REQUIRED WORK: Exactly the lines from the one with "Target: lamp post" through the final line of the listing below should appear in the answer, and no others.

PROVIDED RECORDS:
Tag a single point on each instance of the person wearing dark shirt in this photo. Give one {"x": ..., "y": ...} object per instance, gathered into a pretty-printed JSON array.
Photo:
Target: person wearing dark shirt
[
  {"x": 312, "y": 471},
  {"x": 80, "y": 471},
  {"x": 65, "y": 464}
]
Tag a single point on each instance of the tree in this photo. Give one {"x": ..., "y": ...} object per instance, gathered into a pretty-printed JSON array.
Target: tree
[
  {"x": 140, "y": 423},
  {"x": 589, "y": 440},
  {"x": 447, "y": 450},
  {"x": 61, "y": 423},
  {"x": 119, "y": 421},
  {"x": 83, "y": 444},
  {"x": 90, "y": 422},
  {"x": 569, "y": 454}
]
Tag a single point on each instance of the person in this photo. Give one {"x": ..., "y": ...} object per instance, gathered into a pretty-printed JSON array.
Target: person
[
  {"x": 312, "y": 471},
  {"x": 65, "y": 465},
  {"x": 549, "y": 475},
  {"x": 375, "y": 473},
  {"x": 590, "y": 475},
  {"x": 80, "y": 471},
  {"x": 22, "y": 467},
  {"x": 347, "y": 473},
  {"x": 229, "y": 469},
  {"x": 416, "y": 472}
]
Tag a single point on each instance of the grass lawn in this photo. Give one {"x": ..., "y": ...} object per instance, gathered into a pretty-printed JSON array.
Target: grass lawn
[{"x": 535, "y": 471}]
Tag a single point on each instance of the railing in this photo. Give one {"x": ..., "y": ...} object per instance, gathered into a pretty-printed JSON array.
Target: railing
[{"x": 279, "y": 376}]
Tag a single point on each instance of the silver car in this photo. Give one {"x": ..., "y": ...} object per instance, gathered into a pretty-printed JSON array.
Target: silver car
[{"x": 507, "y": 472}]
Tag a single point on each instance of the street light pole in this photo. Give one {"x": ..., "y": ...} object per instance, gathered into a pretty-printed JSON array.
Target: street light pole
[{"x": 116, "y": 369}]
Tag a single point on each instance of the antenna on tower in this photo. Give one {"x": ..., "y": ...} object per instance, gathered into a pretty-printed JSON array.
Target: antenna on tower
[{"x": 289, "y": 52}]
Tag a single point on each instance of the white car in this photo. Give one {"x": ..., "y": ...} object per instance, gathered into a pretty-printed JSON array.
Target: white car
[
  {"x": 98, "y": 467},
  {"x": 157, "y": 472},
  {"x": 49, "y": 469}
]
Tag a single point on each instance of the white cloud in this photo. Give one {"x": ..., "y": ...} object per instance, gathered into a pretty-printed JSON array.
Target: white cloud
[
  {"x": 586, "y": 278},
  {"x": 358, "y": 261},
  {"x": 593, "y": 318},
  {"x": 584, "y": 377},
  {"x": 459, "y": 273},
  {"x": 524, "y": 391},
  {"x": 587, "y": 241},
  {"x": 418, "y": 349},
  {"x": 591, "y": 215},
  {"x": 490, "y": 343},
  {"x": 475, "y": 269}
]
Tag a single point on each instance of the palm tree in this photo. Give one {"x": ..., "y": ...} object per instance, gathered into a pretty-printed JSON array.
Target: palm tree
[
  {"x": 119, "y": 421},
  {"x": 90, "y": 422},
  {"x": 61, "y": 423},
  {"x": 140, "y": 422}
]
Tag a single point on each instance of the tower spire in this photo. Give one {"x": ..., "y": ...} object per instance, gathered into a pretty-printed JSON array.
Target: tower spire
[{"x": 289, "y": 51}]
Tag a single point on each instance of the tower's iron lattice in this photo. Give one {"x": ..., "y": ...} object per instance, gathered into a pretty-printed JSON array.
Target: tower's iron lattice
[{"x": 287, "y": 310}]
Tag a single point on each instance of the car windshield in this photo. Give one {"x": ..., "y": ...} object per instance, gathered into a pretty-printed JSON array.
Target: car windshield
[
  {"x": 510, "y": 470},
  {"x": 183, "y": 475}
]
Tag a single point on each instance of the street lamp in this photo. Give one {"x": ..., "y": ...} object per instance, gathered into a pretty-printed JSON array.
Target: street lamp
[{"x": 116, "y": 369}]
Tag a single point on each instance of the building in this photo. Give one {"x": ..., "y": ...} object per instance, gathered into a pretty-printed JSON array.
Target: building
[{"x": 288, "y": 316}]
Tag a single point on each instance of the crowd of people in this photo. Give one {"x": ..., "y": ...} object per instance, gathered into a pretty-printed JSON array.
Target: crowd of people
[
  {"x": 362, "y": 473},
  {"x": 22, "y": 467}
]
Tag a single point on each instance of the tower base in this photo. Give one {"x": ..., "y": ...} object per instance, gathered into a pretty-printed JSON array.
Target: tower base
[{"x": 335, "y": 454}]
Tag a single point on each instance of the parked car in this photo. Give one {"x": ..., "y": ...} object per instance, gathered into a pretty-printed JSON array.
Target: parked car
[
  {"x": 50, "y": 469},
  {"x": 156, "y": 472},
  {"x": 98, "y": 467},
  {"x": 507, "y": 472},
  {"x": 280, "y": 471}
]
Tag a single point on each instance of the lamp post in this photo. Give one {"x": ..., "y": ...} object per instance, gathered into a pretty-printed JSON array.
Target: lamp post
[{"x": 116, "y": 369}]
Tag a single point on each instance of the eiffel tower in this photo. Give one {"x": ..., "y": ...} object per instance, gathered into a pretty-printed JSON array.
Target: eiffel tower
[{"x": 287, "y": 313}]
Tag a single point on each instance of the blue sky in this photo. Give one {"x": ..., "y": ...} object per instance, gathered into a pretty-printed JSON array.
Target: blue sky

TASK RESULT:
Target: lamp post
[{"x": 116, "y": 369}]
Tag a single point on each instance of the eiffel tower in this photo. Give one {"x": ..., "y": ...} object per instance, gathered into a pretty-printed JSON array.
Target: eiffel tower
[{"x": 287, "y": 313}]
Tag a single point on each instance of the blue sky in this photo. Give one {"x": ..., "y": ...} object per instance, gathered into a pretty-printed JSON array.
Target: blue sky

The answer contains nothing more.